:: What you will do ::
Exact repetition is required: reproduce every line of the data.

:: Given records ::
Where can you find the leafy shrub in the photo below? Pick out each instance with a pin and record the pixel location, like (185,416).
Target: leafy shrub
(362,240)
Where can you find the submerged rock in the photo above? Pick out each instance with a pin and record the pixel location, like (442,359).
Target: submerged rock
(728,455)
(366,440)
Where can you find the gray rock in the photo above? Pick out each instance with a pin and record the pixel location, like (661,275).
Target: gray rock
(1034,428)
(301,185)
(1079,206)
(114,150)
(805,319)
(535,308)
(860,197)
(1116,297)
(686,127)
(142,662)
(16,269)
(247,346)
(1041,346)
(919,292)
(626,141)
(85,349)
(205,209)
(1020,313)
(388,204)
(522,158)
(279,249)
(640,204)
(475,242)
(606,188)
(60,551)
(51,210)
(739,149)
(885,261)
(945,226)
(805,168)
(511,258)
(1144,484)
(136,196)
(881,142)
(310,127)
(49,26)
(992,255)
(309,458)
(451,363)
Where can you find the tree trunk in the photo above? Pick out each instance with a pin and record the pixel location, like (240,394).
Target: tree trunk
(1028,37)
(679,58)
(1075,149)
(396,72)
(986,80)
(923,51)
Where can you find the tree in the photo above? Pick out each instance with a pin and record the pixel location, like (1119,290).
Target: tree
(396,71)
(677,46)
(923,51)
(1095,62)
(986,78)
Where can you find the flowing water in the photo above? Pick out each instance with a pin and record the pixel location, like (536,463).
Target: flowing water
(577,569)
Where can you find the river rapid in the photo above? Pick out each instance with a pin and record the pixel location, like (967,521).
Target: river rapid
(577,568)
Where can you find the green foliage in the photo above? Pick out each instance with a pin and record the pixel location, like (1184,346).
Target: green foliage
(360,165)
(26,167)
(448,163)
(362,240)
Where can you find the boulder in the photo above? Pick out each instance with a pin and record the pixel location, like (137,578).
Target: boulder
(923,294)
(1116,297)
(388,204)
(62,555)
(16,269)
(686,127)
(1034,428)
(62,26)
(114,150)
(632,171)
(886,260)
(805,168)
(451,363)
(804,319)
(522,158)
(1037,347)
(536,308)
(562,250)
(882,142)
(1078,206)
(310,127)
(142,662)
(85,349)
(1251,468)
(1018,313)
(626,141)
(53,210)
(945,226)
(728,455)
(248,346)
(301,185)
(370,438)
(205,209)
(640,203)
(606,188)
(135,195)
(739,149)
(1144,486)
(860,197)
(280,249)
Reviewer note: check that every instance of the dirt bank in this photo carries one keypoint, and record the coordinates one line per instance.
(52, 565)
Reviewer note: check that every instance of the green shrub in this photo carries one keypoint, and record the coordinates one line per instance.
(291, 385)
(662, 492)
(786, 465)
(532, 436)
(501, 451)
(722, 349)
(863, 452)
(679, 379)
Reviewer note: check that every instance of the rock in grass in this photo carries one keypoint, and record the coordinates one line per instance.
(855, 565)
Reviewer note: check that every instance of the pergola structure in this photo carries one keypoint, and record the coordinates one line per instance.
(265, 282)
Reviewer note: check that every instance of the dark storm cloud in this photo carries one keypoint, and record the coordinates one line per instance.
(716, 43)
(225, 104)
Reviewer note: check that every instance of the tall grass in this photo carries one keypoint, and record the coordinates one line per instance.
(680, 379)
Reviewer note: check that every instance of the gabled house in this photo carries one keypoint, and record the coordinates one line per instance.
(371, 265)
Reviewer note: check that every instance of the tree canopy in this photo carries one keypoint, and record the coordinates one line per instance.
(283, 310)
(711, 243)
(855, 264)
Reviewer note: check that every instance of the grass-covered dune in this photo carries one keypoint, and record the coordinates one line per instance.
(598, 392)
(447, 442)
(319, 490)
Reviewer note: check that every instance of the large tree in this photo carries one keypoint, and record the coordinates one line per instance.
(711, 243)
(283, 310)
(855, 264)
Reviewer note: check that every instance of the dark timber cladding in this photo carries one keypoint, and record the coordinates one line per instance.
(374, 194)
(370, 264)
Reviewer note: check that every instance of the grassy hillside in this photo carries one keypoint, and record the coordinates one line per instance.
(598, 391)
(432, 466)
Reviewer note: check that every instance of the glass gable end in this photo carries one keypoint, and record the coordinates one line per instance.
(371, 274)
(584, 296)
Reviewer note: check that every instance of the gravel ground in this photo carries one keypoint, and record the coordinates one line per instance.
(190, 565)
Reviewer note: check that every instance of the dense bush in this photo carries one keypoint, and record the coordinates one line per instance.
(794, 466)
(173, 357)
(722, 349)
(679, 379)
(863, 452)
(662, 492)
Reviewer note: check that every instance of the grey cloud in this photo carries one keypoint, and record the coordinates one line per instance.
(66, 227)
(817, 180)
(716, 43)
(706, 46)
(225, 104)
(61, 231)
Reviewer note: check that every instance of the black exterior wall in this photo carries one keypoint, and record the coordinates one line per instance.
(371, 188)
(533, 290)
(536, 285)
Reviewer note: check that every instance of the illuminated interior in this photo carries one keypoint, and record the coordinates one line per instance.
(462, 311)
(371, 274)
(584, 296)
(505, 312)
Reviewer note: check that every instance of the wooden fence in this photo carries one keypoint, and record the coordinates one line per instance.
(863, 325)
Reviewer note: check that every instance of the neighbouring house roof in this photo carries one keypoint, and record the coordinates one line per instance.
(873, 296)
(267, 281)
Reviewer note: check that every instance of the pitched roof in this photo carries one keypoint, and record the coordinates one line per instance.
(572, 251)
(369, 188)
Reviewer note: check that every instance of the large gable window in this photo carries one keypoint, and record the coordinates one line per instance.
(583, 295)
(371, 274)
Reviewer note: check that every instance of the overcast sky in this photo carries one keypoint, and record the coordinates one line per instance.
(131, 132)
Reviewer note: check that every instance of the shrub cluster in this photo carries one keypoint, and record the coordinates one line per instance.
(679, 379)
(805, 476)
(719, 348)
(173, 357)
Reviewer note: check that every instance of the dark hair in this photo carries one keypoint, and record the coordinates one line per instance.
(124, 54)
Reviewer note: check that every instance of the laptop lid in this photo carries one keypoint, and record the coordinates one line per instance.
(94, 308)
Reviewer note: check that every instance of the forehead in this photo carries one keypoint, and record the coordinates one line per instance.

:: Your response ::
Where can you find the leafy shrub in the photo below? Pick out each instance with a pin and record the pixel location, like (185,416).
Target: leafy shrub
(362,240)
Where can you find the submerged rock in the photo above? Pick out each instance with a pin and record the pixel location, like (442,359).
Target: submerged rock
(728,455)
(366,440)
Where can you find the gray rock in the photo above? Pick out each instance with a pin and record the pixel location, like (661,275).
Target: gray rock
(1034,428)
(301,185)
(1079,206)
(114,150)
(805,319)
(535,308)
(860,197)
(1116,297)
(686,127)
(142,662)
(16,269)
(247,346)
(1041,346)
(919,292)
(626,141)
(85,349)
(205,209)
(1020,313)
(388,204)
(522,158)
(279,249)
(640,204)
(475,242)
(606,188)
(60,551)
(51,210)
(739,149)
(885,261)
(945,226)
(805,168)
(511,258)
(1144,484)
(136,196)
(881,142)
(310,127)
(49,26)
(992,255)
(309,458)
(451,363)
Where can you find the tree trunk in the photo above? Pick out each instance with a pin and record the pixel location, like (240,394).
Target: tree trunk
(1028,37)
(679,58)
(1075,149)
(396,72)
(986,80)
(923,51)
Where can you find the tree in the photo above? Pick out each instance with a pin and record the pixel location, like (1119,290).
Target: tree
(396,71)
(677,46)
(923,51)
(1095,62)
(986,78)
Where can you find the flowing water in the photo above? Pick out each instance with a pin and record the pixel location, like (536,463).
Target: flowing water
(577,569)
Where can you find the river rapid in the photo above? Pick out each instance with a pin and record the pixel location, like (967,521).
Target: river rapid
(577,568)
Where can you find the green foliage in the photo above? Pick out each instance with a pin and record the pixel location, like (1184,346).
Target: green foliage
(360,165)
(26,167)
(448,163)
(362,240)
Where can you find the boulder in the photo above? Pick out each instance with a pin and record the pixel location, like (137,578).
Target: boulder
(923,294)
(1116,297)
(388,204)
(62,555)
(16,269)
(686,127)
(1034,428)
(62,26)
(114,150)
(632,171)
(886,260)
(805,168)
(451,363)
(804,319)
(522,158)
(1037,347)
(536,308)
(562,250)
(882,142)
(1078,206)
(310,127)
(142,662)
(85,349)
(1251,468)
(1018,313)
(626,141)
(53,210)
(945,226)
(728,455)
(248,346)
(301,185)
(370,438)
(205,209)
(640,203)
(606,188)
(135,195)
(739,149)
(1144,486)
(860,197)
(280,249)
Reviewer note: check that every instance of the dirt bank in this photo carries one keypoint, and record the coordinates one line per instance.
(52, 565)
Reviewer note: check that every instance of the green shrub in this photo carries one keypoint, and record the coordinates one line per instance.
(291, 385)
(662, 492)
(786, 465)
(532, 436)
(501, 451)
(722, 349)
(863, 452)
(679, 379)
Reviewer note: check that every instance of the rock in grass in this photo carries one keypoint, and record the coordinates one line per instance.
(855, 565)
Reviewer note: check that every instance of the pergola structure in this photo carries one keypoint, and record the coordinates one line per instance.
(265, 282)
Reviewer note: check that every instance of the dark storm cloud in this photo carries one keypoint, and record the coordinates one line per instance.
(716, 43)
(225, 104)
Reviewer note: check that every instance of the tall grass in this photo carries one keypoint, and record the coordinates one line per instance.
(680, 379)
Reviewer note: check that every instance of the gabled house in this photo carries one keypoint, and record the coordinates one line per instance.
(371, 265)
Reviewer note: check that every instance of the tree canopy in this photo carries one keypoint, and record the coordinates one line per instance.
(283, 310)
(711, 243)
(855, 264)
Reviewer note: check that every instance of the grass-covered dune in this photo carries one keypoint, and record the coordinates one line per instance.
(598, 392)
(447, 442)
(319, 490)
Reviewer note: check that every instance of the large tree in this photo carries one keypoint, and record the coordinates one line per instance.
(711, 243)
(283, 310)
(855, 264)
Reviewer note: check that every instance of the dark timber cladding in this photo carries one keypoint, and record the coordinates one line per instance.
(374, 194)
(370, 264)
Reviewer note: check that every instance of the grassy hillside in this photo carries one keypoint, and record the coordinates one line per instance.
(598, 391)
(432, 466)
Reviewer note: check that every instance of the glass gable end in this photo carries one keypoint, and record the coordinates one line per instance.
(371, 274)
(584, 296)
Reviewer note: check that every instance of the gravel ground in this photo carries one keypoint, and record the coordinates one line per instance.
(190, 565)
Reviewer note: check that every instance of the dense bush in this photo carries one keypoint, and record the coordinates one line per instance.
(794, 466)
(173, 357)
(722, 349)
(679, 379)
(863, 452)
(662, 492)
Reviewer note: check that every instance of the grey cloud in this photo carries one keypoint, and record the coordinates one line per instance.
(66, 227)
(817, 180)
(716, 43)
(706, 46)
(225, 104)
(61, 231)
Reviewer note: check that every instance of the black exterior wall in this photo carries one keypoint, and record the coordinates one line per instance.
(371, 188)
(533, 290)
(536, 285)
Reviewer note: check that every instance of the illuminated interior in this photo carries one keypoint, and record the coordinates one line per instance.
(462, 311)
(371, 274)
(584, 296)
(505, 312)
Reviewer note: check that every instance of the wooden fence in this photo carries one keypoint, and record the coordinates one line per instance.
(863, 325)
Reviewer note: check that every instance of the neighbouring house roof in this photo carries one keypoint, and record the coordinates one line per instance.
(873, 296)
(267, 281)
Reviewer note: check that every instance of the pitched roof in this photo carries one keypoint, and record the coordinates one line per instance.
(572, 251)
(369, 188)
Reviewer note: check that every instance of the large gable window in this photo carries one keypoint, and record the coordinates one line per instance.
(583, 295)
(371, 274)
Reviewer note: check that every instance of the overcast sky in this photo carries one keypoint, and record the coordinates one line per instance.
(131, 132)
Reviewer note: check that every instance of the shrub cluster in this photo carries one keypoint, and record the coordinates one line per instance.
(679, 379)
(805, 476)
(719, 348)
(173, 357)
Reviewer note: check that every instance of the dark hair in this photo carries one keypoint, and record the coordinates one line per instance.
(124, 54)
Reviewer note: check that every instance of the laptop lid in this photo carries one keypoint, and record the coordinates one line per instance.
(94, 308)
Reviewer note: check that every instance of the forehead in this photo carries one keypoint, and record the coordinates one line per instance.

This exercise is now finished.